- REQUIREMENT
Repeat every line below exactly, word for word.

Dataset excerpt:

+ + + + +

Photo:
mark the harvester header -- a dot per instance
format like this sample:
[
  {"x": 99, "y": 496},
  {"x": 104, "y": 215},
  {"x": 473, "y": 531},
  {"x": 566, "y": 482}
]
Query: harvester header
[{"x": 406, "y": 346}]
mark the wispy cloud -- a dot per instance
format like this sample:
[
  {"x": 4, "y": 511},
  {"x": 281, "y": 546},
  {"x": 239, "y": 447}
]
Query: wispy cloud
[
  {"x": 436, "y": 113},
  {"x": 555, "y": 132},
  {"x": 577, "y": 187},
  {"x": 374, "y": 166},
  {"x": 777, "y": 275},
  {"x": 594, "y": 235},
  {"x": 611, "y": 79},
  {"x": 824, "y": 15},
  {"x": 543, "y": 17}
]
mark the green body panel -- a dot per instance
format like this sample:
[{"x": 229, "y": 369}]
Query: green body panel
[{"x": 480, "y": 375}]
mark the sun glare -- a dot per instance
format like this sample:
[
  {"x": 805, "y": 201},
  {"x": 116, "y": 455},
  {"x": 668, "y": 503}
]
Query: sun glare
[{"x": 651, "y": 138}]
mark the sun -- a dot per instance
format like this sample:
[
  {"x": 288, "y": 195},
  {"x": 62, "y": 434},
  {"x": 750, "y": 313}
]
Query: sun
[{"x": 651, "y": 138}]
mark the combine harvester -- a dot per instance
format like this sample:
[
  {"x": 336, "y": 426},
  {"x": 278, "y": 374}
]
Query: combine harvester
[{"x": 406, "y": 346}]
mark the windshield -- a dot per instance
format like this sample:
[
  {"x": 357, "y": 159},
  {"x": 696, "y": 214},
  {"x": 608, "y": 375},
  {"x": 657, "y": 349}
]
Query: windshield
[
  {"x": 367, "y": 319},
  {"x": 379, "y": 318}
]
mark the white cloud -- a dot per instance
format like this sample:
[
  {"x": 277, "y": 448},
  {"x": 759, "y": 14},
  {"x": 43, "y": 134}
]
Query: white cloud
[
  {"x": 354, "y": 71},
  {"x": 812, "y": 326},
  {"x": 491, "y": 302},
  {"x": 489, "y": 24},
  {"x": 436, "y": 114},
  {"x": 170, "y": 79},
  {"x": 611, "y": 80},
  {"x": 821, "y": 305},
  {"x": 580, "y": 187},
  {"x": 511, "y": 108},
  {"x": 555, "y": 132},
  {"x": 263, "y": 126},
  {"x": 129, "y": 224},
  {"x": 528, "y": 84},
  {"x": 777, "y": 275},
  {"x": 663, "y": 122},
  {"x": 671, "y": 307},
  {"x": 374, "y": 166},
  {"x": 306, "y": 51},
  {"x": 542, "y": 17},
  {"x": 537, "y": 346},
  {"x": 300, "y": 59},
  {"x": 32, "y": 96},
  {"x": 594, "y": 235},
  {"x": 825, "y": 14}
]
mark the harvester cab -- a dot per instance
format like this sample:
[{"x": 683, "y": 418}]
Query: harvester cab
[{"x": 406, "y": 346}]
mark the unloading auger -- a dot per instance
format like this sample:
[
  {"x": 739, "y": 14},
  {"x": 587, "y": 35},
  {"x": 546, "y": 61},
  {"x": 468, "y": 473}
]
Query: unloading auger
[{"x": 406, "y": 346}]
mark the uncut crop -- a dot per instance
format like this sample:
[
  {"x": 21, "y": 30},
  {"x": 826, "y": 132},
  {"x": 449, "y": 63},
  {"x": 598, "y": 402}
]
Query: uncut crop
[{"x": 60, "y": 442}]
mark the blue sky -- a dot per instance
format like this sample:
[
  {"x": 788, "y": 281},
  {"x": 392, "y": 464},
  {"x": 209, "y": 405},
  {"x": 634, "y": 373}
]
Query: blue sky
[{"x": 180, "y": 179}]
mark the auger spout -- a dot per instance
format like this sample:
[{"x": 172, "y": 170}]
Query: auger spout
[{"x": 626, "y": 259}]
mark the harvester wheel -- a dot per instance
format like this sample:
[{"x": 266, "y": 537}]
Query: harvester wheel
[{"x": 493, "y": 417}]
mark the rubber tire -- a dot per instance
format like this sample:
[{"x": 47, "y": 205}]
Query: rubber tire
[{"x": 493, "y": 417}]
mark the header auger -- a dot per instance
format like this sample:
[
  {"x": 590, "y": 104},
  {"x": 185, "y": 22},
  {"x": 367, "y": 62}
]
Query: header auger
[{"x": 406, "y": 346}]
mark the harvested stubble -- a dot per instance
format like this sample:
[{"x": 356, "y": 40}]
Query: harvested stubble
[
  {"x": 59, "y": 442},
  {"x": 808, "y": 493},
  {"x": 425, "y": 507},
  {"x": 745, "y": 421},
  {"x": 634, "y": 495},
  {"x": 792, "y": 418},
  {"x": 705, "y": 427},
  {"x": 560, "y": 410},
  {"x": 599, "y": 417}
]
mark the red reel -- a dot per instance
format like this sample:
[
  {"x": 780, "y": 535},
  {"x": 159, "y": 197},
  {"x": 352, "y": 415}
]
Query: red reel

+ + + + +

- FULL OUTPUT
Photo:
mark the harvester header -- a dot per instance
format like this sample:
[
  {"x": 99, "y": 496},
  {"x": 104, "y": 215},
  {"x": 473, "y": 531},
  {"x": 566, "y": 482}
]
Query: harvester header
[{"x": 406, "y": 346}]
mark the wispy cloud -- a dot per instance
format like this sample:
[
  {"x": 4, "y": 511},
  {"x": 281, "y": 546},
  {"x": 239, "y": 447}
]
Query: wispy cloud
[
  {"x": 436, "y": 113},
  {"x": 555, "y": 132},
  {"x": 577, "y": 187},
  {"x": 374, "y": 166},
  {"x": 777, "y": 275},
  {"x": 594, "y": 235},
  {"x": 611, "y": 79},
  {"x": 824, "y": 15},
  {"x": 543, "y": 17}
]
mark the green body panel -- a dot per instance
format like this sample:
[{"x": 229, "y": 369}]
Query: green body panel
[{"x": 480, "y": 375}]
mark the sun glare -- a dot per instance
format like this sample:
[
  {"x": 805, "y": 201},
  {"x": 116, "y": 455},
  {"x": 668, "y": 503}
]
Query: sun glare
[{"x": 651, "y": 138}]
mark the sun -- a dot per instance
format like this sample:
[
  {"x": 288, "y": 195},
  {"x": 62, "y": 434},
  {"x": 750, "y": 313}
]
Query: sun
[{"x": 651, "y": 138}]
mark the combine harvester -- a dot per instance
format like this sample:
[
  {"x": 336, "y": 426},
  {"x": 278, "y": 374}
]
Query: combine harvester
[{"x": 406, "y": 346}]
mark the windshield -- a dot per instance
format like this sample:
[
  {"x": 357, "y": 159},
  {"x": 696, "y": 214},
  {"x": 608, "y": 375},
  {"x": 657, "y": 349}
]
Query: windshield
[
  {"x": 367, "y": 319},
  {"x": 379, "y": 318}
]
mark the white cloud -- a dot per instance
format like this sample:
[
  {"x": 277, "y": 448},
  {"x": 759, "y": 14},
  {"x": 43, "y": 134}
]
Query: white cloud
[
  {"x": 354, "y": 71},
  {"x": 812, "y": 326},
  {"x": 491, "y": 302},
  {"x": 489, "y": 24},
  {"x": 436, "y": 114},
  {"x": 170, "y": 79},
  {"x": 611, "y": 80},
  {"x": 821, "y": 305},
  {"x": 580, "y": 187},
  {"x": 511, "y": 108},
  {"x": 555, "y": 132},
  {"x": 263, "y": 126},
  {"x": 129, "y": 224},
  {"x": 528, "y": 84},
  {"x": 777, "y": 275},
  {"x": 663, "y": 122},
  {"x": 671, "y": 307},
  {"x": 374, "y": 166},
  {"x": 306, "y": 51},
  {"x": 542, "y": 17},
  {"x": 537, "y": 346},
  {"x": 300, "y": 59},
  {"x": 32, "y": 96},
  {"x": 594, "y": 235},
  {"x": 825, "y": 14}
]
mark the harvester cab -- a dot per instance
format like this sample:
[{"x": 683, "y": 418}]
Query: harvester cab
[{"x": 406, "y": 346}]
mark the unloading auger -- a dot per instance
format like this sample:
[
  {"x": 739, "y": 14},
  {"x": 587, "y": 35},
  {"x": 546, "y": 61},
  {"x": 468, "y": 473}
]
Query: unloading auger
[{"x": 406, "y": 346}]
mark the uncut crop -- a dot per instance
format like this sample:
[
  {"x": 21, "y": 30},
  {"x": 826, "y": 132},
  {"x": 449, "y": 63},
  {"x": 598, "y": 402}
]
Query: uncut crop
[{"x": 60, "y": 442}]
mark the blue sky -- a dot per instance
format like this sample:
[
  {"x": 788, "y": 281},
  {"x": 392, "y": 464},
  {"x": 209, "y": 405},
  {"x": 634, "y": 373}
]
Query: blue sky
[{"x": 180, "y": 179}]
mark the auger spout -- a dot per instance
format like this sample:
[{"x": 172, "y": 170}]
Query: auger spout
[{"x": 626, "y": 259}]
mark the harvester wheel -- a dot per instance
format like this sample:
[{"x": 266, "y": 537}]
Query: harvester wheel
[{"x": 493, "y": 417}]
mark the rubber tire -- a dot per instance
format like this sample:
[{"x": 47, "y": 205}]
Query: rubber tire
[{"x": 493, "y": 417}]
mark the header auger -- a dot per instance
format like this sample:
[
  {"x": 590, "y": 104},
  {"x": 185, "y": 22},
  {"x": 367, "y": 62}
]
Query: header auger
[{"x": 406, "y": 346}]
mark the harvested stubble -- a dot per instance
format like this sample:
[{"x": 356, "y": 40}]
Query: harvested stubble
[
  {"x": 59, "y": 442},
  {"x": 808, "y": 493},
  {"x": 425, "y": 507},
  {"x": 745, "y": 421},
  {"x": 634, "y": 495},
  {"x": 792, "y": 418},
  {"x": 705, "y": 427},
  {"x": 560, "y": 410},
  {"x": 599, "y": 417}
]
mark the red reel -- a dot per instance
format like this sample:
[
  {"x": 780, "y": 535},
  {"x": 159, "y": 197},
  {"x": 352, "y": 415}
]
Query: red reel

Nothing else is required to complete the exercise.